- [The task]:
In the text about Heads Together for ABI below, list every named place where the writer says they grew up, studied, worked, or live.

Managing Director of Heads Together for ABI

I grew up in SA, but moved to Yarraville 18 years ago after studying and working in America for 11 years. My brother was living in Yarraville, so I moved in with him and fell in love with the Ville. I hope I’ll be living here forever. I’m a kids physiotherapist, and have always specialised in children who have neurological problems.

Through my work with kids with Acquired Brain Injury (ABI), mostly from accidents, I came up with the idea of Heads Together back in 2002. I was running Heads Together out of our home for the last few years, but it just got a little hectic. My husband was taking some time off last year, and I had 2 people working in our home, and I didn’t want a house full while my husband had his time off, so we moved into Office Ours, a co-work space just up the road.

Heads Together for ABI provides a community for people with an ABI, and their families, that’s focused on positive stuff, having fun, making connections between kids, young adults and their families while sharing experiences. We are for people with an ABI but not about brain injury, there isn’t any therapy, just opportunities to connect and be part of a community of understanding.

Having a child with an ABI is traumatic and often involves a life-threatening event, and there’s the grief of losing the child you had before the injury, with the double whammy of coping with the injury and the recovery and having a child who isn’t the same as they were.

A challenge we’re interested in is educating people about ABI. There’s a lot of information out there for people who work in the field, along with books and research. We live within a medical system where it’s a ‘Health professionals are the experts’ whereas the model we are creating is about equality. In fact it’s flipping it and saying “Families are the experts”.

- [Data shown]:

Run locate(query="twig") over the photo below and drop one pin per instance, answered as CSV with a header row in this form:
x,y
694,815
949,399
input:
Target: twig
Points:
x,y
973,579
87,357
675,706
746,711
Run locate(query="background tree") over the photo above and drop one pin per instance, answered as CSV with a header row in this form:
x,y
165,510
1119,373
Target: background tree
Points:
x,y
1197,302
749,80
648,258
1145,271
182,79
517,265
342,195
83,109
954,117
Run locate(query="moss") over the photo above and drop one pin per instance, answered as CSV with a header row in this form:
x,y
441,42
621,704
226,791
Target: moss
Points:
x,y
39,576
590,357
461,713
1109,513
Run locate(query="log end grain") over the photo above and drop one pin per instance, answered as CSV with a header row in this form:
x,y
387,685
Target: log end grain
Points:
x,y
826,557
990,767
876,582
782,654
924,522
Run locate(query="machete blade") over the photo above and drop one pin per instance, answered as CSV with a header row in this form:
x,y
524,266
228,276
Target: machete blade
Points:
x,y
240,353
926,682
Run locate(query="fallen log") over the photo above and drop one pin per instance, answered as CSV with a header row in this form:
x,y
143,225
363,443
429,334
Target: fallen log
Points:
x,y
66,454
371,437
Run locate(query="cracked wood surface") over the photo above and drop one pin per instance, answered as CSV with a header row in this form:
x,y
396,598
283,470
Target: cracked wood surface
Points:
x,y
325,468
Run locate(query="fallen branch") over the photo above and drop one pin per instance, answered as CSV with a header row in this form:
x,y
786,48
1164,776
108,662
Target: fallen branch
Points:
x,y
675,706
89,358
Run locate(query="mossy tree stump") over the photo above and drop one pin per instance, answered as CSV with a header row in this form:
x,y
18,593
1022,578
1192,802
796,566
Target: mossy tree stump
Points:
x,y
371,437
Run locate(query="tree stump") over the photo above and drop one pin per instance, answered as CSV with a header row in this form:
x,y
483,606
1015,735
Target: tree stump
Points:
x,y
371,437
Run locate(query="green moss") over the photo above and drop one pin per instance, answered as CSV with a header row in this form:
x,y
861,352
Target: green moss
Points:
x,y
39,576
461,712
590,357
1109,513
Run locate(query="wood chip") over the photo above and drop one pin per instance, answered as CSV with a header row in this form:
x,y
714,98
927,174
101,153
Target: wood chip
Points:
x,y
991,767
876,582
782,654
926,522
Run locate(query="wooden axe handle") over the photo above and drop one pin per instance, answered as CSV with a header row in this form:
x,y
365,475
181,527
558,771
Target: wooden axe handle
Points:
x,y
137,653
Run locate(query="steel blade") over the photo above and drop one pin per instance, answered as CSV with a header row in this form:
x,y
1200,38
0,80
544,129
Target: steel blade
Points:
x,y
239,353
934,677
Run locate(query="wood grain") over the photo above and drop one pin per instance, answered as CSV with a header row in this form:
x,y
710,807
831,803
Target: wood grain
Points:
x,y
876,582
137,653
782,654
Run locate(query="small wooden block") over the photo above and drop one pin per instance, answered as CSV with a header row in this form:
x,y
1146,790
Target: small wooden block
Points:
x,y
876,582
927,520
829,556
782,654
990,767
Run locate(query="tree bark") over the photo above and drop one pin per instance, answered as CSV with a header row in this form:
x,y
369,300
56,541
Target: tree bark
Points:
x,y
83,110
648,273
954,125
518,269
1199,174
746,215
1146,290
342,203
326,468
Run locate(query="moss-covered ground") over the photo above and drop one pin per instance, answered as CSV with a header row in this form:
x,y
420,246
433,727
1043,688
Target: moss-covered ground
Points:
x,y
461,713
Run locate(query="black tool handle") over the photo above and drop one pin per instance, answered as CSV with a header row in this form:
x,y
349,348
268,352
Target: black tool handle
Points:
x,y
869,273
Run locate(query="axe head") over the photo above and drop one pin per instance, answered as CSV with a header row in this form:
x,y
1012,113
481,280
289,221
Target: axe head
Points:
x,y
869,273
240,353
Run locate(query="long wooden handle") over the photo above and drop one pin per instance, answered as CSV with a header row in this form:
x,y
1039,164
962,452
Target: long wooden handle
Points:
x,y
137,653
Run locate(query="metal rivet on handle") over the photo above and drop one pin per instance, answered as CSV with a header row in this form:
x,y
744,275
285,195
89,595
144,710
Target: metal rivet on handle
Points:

- [Answer for the task]:
SA, America, Yarraville, Office Ours